§ Consigne A: Dans la liste, recopiez à l'identique les lignes qui vont de celle contenant "Where can the fern" jusqu'à celle contenant "Target: feathery grass plume", ces deux lignes comprises.

§ Texte présenté:
----------

"La Banque Publique d’Investissement (BPI) sera un outil de croissance offensif au service des PME et des Etablissements de Taille Intermédiaire". C'était il y a deux ans jour pour jour. Le 17 octobre 2012, Pierre Moscovici, alors ministre de l'Economie, présentait le projet de loi de création de la BPI, l'une des promesses phares du candidat François Hollande. Deux mois après, la banque publique voyait officiellement le jour, et suscitait déjà bon nombre d'inquiétudes.
A-t-elle assez de moyens, au regard des finances désastreuse de l’État ? N'y a-t-il pas un risque d'ingérence de l’État dans les comptes des entreprises ? Dilapidera-t-elle l'argent public en aidant des entreprises mal en point, que les banques n'ont pas voulu aider ? Deux ans après sa présentation, Europe1 a cherché à savoir si la BPI a su répondre aux doutes.
A-t-elle assez de moyens ? La BPI, fusion des anciens organismes d'investissement public ou de garantie de prêt OSEO, CDC Entreprises et FSI, a plusieurs missions : prêter de l'argent, garantir des prêts et entrer au capital d'entreprises. Le tout pour financer l'innovation, contribuer au développement des PME ou encore empêcher qu'une entreprise stratégique française ne mette la clé sous la porte. En clair, BpiFrance, de son vrai nom, comble les failles du marché du crédit bancaire. Une vaste tâche pour laquelle elle s'est vu allouer un budget de… 21 milliards d'euros. "Comparé aux 655 milliards d'euros du fonds souverain norvégien, ou de celui d’Abou Dhabi (490 milliards), notre BPI apparaît bien modeste", raillait d'ailleurs dans les Echos Michel Albouy, professeur senior de finance à Grenoble, en septembre dernier.

----------

(Données d'annotation de localisation d'objets)
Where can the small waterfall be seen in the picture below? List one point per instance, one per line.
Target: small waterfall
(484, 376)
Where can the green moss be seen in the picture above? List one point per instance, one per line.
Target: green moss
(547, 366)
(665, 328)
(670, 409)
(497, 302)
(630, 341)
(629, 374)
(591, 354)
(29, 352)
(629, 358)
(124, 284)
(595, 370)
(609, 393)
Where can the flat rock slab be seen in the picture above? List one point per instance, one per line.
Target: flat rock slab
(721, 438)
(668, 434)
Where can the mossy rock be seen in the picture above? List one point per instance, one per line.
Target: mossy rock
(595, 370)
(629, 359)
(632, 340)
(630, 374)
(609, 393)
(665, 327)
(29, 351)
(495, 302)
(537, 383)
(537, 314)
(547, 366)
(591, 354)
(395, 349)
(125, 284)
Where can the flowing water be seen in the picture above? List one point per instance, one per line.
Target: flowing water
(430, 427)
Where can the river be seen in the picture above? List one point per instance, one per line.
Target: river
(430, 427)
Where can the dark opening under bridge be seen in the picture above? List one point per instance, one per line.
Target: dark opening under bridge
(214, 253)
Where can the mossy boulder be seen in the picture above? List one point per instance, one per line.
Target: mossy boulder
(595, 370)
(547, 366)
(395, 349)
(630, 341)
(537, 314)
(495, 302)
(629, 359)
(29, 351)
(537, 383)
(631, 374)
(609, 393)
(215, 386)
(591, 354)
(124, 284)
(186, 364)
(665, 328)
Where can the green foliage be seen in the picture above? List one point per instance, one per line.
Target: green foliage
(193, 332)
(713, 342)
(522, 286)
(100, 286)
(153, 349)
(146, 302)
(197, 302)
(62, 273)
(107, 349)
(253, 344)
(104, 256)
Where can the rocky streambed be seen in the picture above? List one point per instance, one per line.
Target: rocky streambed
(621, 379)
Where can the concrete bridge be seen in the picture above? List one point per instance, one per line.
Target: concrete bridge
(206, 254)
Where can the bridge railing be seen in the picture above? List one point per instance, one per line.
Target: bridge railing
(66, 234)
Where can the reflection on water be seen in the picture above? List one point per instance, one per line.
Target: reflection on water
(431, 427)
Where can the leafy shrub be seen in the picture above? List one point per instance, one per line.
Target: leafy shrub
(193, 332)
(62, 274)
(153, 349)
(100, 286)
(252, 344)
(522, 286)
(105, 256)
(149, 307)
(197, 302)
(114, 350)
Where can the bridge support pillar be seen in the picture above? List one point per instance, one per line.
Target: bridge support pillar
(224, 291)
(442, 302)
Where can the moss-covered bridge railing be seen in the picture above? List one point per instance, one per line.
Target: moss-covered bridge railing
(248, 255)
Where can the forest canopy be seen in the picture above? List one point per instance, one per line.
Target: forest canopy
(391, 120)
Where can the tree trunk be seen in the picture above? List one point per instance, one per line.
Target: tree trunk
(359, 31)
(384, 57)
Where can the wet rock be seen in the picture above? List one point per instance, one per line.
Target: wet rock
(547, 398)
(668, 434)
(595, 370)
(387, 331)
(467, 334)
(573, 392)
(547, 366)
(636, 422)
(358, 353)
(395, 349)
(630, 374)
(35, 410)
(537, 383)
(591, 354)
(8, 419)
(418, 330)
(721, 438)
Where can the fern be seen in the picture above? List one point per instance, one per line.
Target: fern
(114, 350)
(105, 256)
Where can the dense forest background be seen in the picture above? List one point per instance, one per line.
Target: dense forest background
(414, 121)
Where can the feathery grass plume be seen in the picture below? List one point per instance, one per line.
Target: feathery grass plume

----------

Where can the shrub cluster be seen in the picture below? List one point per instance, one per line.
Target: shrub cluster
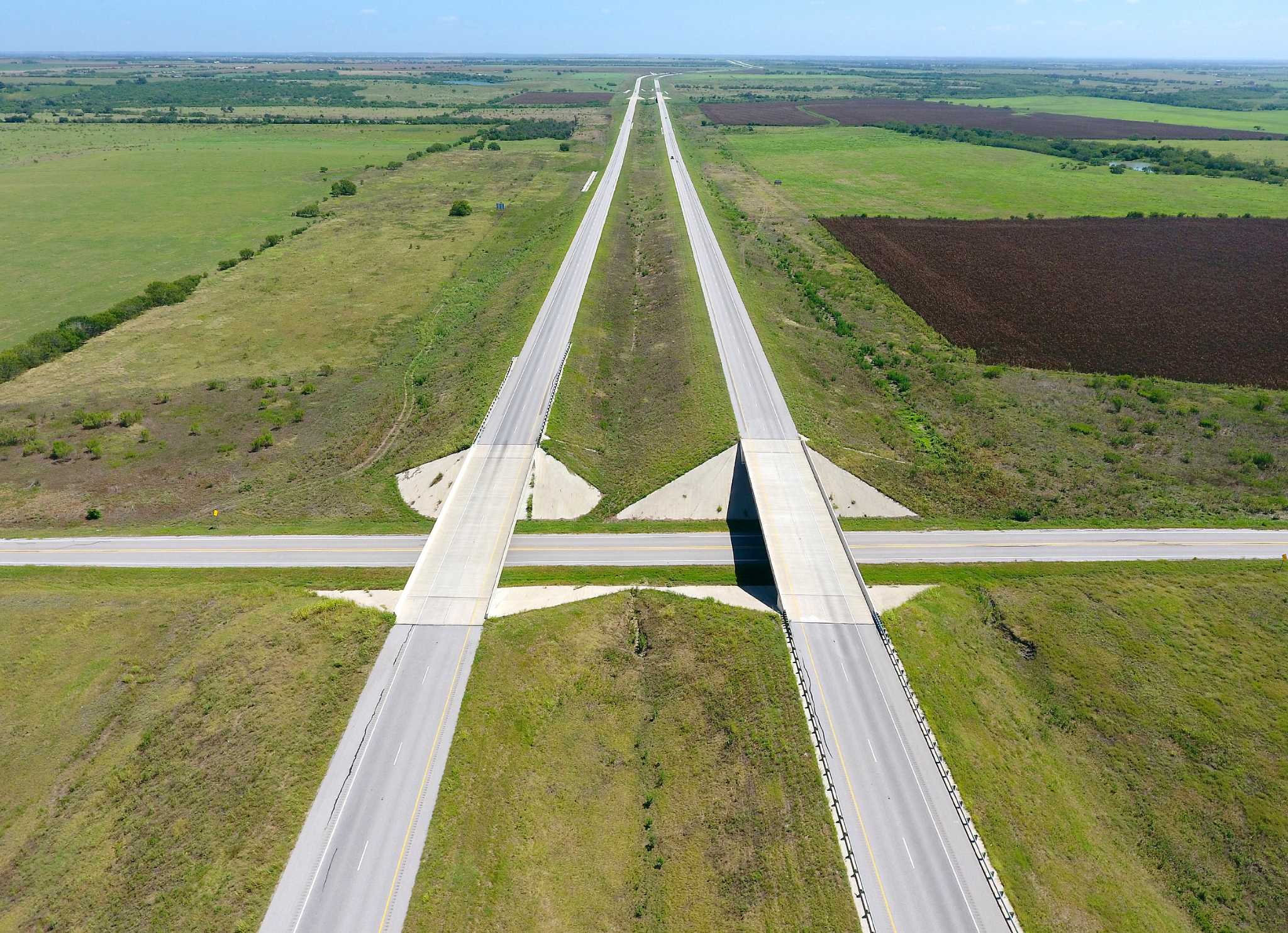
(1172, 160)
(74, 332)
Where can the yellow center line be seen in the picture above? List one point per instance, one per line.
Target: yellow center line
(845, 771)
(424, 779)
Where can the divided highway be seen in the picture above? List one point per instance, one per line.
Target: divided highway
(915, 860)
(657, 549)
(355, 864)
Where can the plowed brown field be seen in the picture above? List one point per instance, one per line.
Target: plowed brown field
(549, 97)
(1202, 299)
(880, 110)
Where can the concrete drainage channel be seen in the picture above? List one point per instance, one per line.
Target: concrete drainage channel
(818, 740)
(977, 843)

----------

§ Consigne B: Reproduisez mot pour mot l'intégralité du texte sur la Banque publique d'investissement.

§ Réponse rédigée A:
Where can the fern be seen in the picture above? List one point per instance, one per line.
Target: fern
(114, 350)
(105, 256)
Where can the dense forest background be seen in the picture above? List one point per instance, one per line.
Target: dense forest background
(414, 121)
Where can the feathery grass plume be seen in the picture below? List one point per instance, one per line.
Target: feathery grass plume

§ Réponse rédigée B:
"La Banque Publique d’Investissement (BPI) sera un outil de croissance offensif au service des PME et des Etablissements de Taille Intermédiaire". C'était il y a deux ans jour pour jour. Le 17 octobre 2012, Pierre Moscovici, alors ministre de l'Economie, présentait le projet de loi de création de la BPI, l'une des promesses phares du candidat François Hollande. Deux mois après, la banque publique voyait officiellement le jour, et suscitait déjà bon nombre d'inquiétudes.
A-t-elle assez de moyens, au regard des finances désastreuse de l’État ? N'y a-t-il pas un risque d'ingérence de l’État dans les comptes des entreprises ? Dilapidera-t-elle l'argent public en aidant des entreprises mal en point, que les banques n'ont pas voulu aider ? Deux ans après sa présentation, Europe1 a cherché à savoir si la BPI a su répondre aux doutes.
A-t-elle assez de moyens ? La BPI, fusion des anciens organismes d'investissement public ou de garantie de prêt OSEO, CDC Entreprises et FSI, a plusieurs missions : prêter de l'argent, garantir des prêts et entrer au capital d'entreprises. Le tout pour financer l'innovation, contribuer au développement des PME ou encore empêcher qu'une entreprise stratégique française ne mette la clé sous la porte. En clair, BpiFrance, de son vrai nom, comble les failles du marché du crédit bancaire. Une vaste tâche pour laquelle elle s'est vu allouer un budget de… 21 milliards d'euros. "Comparé aux 655 milliards d'euros du fonds souverain norvégien, ou de celui d’Abou Dhabi (490 milliards), notre BPI apparaît bien modeste", raillait d'ailleurs dans les Echos Michel Albouy, professeur senior de finance à Grenoble, en septembre dernier.